+++ Trecho selecionado +++
Estou falando aqui sobre a vulnerabilidade para roubos de modelos de
organização do setor. No modelo proposto por Serra, a Petrobrás é tirada
da condição de operadora única, quando, com ela, se pode ter o modelo
mais confiável de apuração do valor da produção. Ela é a única empresa
que não anseia pela maximização dos lucros dos empreendimentos. Assim,
ela não tem a tentação de subavaliar a produção.
A corrupção
Neste
ponto do desenvolvimento dos argumentos, sempre observam: “Mas a
corrupção foi flagrada nela, recentemente”. O que aconteceu, lá, foi a
descoberta que alguns dos seus executivos a roubavam para satisfazer a
quem lhes nomeou para seus cargos e a si próprios. Roubos em empresas
privadas por seus executivos também acontecem, mas não são divulgados
porque os controladores das empresas roubadas, não querendo mostrar
fragilidade ao mercado, penalizam os ladrões e não divulgam os
ocorridos.
Outra
tradicional contraposição trazida ao debate é que a responsável por
garantir medições corretas para os volumes produzidos é a ANP, que
pertence ao governo. Acontece que ela, assim como muitas das agências
reguladoras do nosso país, foi cooptada, desde que foi criada, pelas
empresas a serem reguladas e, no caso específico, pelas petrolíferas
estrangeiras. Se isto não fosse verdade, ela não sugeriria tantas
rodadas de leilões de nenhum interesse social. Não teria também
determinado no edital de Libra o percentual ridículo do lucro líquido a
ser remetido para o Fundo Social. É claro que estas agências têm para
suas ações antissociais o beneplácito do governo.
+++ Material fornecido +++
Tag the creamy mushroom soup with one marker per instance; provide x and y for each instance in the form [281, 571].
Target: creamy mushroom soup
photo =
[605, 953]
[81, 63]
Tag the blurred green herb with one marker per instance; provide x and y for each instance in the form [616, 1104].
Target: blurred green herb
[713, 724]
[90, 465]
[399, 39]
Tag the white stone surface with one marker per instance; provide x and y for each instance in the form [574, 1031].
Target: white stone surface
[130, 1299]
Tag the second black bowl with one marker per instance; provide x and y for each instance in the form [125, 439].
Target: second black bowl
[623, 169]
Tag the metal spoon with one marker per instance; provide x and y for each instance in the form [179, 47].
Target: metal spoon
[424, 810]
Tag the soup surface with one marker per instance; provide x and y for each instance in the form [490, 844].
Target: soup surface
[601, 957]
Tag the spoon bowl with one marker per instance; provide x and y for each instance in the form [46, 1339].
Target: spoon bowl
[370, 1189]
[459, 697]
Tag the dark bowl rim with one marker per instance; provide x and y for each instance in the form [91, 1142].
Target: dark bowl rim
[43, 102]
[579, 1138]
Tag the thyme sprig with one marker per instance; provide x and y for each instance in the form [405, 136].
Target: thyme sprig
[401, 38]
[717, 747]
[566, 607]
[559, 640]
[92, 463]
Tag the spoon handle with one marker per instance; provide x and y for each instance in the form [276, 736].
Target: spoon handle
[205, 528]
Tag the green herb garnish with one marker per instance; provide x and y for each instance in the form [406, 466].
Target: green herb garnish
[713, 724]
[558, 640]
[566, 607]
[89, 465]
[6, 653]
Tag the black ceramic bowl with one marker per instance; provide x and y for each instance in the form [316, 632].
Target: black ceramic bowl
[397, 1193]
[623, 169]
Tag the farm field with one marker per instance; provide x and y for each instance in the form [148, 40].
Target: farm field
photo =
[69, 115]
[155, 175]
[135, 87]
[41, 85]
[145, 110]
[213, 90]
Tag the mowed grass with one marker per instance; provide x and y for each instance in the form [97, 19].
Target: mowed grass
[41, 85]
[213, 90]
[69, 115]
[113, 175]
+++
• Tarefas a realizar:
(1) Segundo o trecho, de que condição o modelo proposto por Serra tira a Petrobrás?
(2) Por que, de acordo com o trecho, a Petrobrás não tem a tentação de subavaliar a produção? Explique em até três frases.
As linhas não têm nenhuma relação com o trecho.

• Exercício resolvido:
(1) Da condição de operadora única.

(2) Porque ela é a única empresa que não anseia pela maximização dos lucros dos empreendimentos. Por isso, com ela como operadora única, pode-se ter o modelo mais confiável de apuração do valor da produção.